**What is asked**
Please reproduce each of the entries below word for word, changing nothing.

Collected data
****

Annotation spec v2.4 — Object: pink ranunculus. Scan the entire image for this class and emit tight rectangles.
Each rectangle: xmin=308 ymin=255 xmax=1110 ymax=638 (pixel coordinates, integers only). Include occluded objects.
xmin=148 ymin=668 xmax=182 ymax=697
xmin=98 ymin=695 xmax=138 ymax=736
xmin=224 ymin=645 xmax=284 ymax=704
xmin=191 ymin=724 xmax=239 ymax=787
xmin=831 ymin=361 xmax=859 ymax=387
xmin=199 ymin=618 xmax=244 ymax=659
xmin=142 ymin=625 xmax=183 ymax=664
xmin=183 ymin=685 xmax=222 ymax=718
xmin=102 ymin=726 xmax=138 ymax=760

****

**Solution to this problem**
Annotation spec v2.4 — Object: pink ranunculus. Scan the entire image for this class and emit tight rectangles.
Each rectangle: xmin=308 ymin=255 xmax=1110 ymax=638 (pixel coordinates, integers only). Include occluded objects.
xmin=148 ymin=668 xmax=182 ymax=697
xmin=98 ymin=695 xmax=138 ymax=736
xmin=224 ymin=645 xmax=284 ymax=704
xmin=191 ymin=724 xmax=239 ymax=787
xmin=831 ymin=361 xmax=859 ymax=387
xmin=199 ymin=618 xmax=244 ymax=659
xmin=142 ymin=625 xmax=183 ymax=664
xmin=183 ymin=685 xmax=222 ymax=718
xmin=102 ymin=726 xmax=138 ymax=760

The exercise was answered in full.